TASK DESCRIPTION >>
Below are the records. Retype exactly the lines between the lines holding "For each instance of the concrete" and "For each instance of the snow-capped", inclusive.

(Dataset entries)
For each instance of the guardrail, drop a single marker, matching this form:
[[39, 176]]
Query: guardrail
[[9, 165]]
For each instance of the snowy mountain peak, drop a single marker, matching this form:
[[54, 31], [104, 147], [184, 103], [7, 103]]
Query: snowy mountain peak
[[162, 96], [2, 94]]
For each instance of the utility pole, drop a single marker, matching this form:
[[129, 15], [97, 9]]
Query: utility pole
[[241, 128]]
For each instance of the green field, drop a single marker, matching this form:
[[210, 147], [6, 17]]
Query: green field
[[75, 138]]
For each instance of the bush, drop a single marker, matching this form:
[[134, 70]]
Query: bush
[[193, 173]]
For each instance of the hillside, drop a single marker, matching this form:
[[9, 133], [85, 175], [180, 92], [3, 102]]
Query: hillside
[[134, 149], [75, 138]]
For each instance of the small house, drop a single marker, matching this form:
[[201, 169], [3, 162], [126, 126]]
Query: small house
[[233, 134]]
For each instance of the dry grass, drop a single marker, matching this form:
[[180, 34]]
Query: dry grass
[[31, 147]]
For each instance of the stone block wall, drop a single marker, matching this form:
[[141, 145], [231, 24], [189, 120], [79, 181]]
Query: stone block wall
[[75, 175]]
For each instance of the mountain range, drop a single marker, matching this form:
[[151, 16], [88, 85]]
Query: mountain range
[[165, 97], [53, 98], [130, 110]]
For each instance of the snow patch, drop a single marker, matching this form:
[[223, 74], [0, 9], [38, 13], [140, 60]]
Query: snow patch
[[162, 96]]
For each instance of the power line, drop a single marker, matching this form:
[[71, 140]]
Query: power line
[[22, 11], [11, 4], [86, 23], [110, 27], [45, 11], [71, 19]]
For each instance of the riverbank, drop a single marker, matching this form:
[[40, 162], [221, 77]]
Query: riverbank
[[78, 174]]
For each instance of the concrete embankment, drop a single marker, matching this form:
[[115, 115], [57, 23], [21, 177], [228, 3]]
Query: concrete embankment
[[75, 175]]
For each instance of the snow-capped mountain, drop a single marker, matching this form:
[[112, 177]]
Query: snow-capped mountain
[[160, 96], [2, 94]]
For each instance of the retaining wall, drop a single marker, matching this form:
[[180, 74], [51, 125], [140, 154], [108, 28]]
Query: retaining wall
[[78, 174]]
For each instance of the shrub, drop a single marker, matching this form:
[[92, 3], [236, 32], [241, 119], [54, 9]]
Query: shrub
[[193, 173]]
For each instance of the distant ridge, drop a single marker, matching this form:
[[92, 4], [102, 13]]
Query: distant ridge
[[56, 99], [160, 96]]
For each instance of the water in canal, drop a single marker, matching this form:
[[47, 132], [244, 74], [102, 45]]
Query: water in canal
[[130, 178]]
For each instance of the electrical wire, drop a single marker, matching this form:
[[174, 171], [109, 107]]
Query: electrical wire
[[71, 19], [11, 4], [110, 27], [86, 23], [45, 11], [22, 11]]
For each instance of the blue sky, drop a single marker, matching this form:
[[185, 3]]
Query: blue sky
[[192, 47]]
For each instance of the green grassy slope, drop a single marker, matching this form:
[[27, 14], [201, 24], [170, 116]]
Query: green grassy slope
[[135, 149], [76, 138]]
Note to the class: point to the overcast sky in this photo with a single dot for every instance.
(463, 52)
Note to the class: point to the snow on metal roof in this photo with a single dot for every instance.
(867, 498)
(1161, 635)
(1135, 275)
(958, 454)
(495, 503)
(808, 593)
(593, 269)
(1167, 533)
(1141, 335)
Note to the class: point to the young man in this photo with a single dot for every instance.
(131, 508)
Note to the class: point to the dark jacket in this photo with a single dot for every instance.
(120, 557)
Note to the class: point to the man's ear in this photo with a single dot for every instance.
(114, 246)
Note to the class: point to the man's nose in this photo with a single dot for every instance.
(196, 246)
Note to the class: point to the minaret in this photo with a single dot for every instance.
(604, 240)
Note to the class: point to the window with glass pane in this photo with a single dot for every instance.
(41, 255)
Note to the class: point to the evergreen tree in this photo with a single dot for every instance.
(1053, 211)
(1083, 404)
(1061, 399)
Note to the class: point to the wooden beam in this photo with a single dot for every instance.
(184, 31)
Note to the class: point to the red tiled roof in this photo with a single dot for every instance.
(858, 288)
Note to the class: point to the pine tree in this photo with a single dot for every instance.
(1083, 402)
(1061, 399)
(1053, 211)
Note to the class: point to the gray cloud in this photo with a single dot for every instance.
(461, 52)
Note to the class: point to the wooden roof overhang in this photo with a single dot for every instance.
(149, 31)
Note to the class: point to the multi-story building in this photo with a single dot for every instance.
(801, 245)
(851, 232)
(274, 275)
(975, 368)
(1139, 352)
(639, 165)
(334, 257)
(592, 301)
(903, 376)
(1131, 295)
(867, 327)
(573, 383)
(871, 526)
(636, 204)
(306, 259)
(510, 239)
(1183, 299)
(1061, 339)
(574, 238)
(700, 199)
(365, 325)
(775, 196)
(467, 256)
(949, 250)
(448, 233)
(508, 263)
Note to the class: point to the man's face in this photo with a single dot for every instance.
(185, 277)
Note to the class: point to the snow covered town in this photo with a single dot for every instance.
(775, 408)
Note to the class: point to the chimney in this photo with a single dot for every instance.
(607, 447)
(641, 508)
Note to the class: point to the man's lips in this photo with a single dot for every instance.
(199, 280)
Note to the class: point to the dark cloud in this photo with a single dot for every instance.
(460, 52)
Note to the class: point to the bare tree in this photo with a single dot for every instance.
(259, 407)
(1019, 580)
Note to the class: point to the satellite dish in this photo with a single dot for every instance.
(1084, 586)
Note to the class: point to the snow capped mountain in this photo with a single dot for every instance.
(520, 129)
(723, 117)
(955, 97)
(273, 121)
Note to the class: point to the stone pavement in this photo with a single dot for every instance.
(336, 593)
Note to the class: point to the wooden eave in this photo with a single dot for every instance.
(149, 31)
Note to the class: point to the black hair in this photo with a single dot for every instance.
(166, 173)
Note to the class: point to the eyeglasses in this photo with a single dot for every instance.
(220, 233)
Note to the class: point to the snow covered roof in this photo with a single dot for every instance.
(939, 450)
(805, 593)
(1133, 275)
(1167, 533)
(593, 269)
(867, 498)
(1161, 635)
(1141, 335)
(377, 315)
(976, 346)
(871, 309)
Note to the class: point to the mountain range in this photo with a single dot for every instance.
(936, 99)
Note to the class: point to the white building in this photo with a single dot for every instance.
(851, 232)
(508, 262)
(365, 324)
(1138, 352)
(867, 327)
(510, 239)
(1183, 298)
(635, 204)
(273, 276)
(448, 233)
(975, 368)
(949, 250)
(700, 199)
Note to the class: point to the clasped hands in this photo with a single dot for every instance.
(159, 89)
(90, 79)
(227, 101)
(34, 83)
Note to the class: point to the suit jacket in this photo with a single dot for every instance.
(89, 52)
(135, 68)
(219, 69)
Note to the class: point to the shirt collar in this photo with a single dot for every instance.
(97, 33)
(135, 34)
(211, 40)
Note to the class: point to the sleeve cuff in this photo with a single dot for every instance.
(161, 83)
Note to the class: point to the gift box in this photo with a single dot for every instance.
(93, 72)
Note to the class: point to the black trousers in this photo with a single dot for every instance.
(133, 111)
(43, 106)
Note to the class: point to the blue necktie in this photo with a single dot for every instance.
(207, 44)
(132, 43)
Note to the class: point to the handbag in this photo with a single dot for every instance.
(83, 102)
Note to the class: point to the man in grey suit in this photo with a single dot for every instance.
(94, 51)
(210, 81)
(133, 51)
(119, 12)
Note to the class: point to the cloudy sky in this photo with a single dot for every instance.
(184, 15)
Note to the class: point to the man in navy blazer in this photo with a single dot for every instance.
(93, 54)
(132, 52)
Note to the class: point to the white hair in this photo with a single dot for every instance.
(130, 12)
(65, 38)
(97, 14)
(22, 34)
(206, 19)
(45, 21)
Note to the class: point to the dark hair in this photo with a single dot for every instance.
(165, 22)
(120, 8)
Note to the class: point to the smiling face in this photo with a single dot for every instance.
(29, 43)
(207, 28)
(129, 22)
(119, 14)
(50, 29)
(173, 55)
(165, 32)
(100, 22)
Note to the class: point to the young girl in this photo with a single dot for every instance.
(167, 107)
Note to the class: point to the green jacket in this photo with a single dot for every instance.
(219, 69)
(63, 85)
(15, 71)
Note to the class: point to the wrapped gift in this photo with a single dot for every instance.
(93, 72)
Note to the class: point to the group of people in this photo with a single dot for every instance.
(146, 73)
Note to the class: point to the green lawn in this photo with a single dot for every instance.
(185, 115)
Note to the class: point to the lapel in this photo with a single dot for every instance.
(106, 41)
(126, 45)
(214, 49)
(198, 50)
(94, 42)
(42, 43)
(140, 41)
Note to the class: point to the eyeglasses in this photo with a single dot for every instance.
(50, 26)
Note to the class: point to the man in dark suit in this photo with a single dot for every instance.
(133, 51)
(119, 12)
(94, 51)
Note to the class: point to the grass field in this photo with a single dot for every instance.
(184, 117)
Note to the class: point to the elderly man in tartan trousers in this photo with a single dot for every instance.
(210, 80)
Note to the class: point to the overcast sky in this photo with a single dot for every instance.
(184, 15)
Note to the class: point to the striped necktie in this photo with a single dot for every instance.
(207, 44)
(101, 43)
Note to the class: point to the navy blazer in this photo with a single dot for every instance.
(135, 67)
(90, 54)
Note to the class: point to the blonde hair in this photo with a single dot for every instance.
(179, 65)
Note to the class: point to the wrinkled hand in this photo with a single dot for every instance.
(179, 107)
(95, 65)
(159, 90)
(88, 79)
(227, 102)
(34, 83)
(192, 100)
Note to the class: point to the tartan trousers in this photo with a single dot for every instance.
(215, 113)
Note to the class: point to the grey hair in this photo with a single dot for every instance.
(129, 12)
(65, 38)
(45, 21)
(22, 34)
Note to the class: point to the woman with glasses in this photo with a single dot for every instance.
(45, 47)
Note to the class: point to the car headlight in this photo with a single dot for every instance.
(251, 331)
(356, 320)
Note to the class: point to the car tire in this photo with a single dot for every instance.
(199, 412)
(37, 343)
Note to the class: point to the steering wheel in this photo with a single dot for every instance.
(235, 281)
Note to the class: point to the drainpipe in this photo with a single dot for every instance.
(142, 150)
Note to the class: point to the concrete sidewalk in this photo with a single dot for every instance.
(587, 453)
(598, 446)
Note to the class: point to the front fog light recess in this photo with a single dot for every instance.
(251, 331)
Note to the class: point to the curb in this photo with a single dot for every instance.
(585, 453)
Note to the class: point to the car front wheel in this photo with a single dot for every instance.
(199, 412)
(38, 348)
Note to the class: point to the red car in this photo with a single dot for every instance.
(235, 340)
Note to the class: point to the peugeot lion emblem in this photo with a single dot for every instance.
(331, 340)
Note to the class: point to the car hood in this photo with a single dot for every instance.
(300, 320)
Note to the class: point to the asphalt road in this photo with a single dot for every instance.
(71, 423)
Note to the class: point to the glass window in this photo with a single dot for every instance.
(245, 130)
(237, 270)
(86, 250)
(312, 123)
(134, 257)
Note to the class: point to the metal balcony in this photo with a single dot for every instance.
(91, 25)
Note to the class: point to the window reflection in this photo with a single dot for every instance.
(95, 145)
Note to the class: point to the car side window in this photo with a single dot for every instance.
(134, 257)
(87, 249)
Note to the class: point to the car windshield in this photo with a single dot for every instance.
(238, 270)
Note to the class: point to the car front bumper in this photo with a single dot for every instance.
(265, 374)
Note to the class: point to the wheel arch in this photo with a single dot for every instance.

RESPONSE TO THE TASK >>
For each instance of the concrete embankment, drop a single marker, matching this form:
[[115, 115], [57, 23], [21, 177], [228, 3]]
Query: concrete embankment
[[75, 175]]
For each instance of the snow-capped mountain, drop a single marker, matching this form:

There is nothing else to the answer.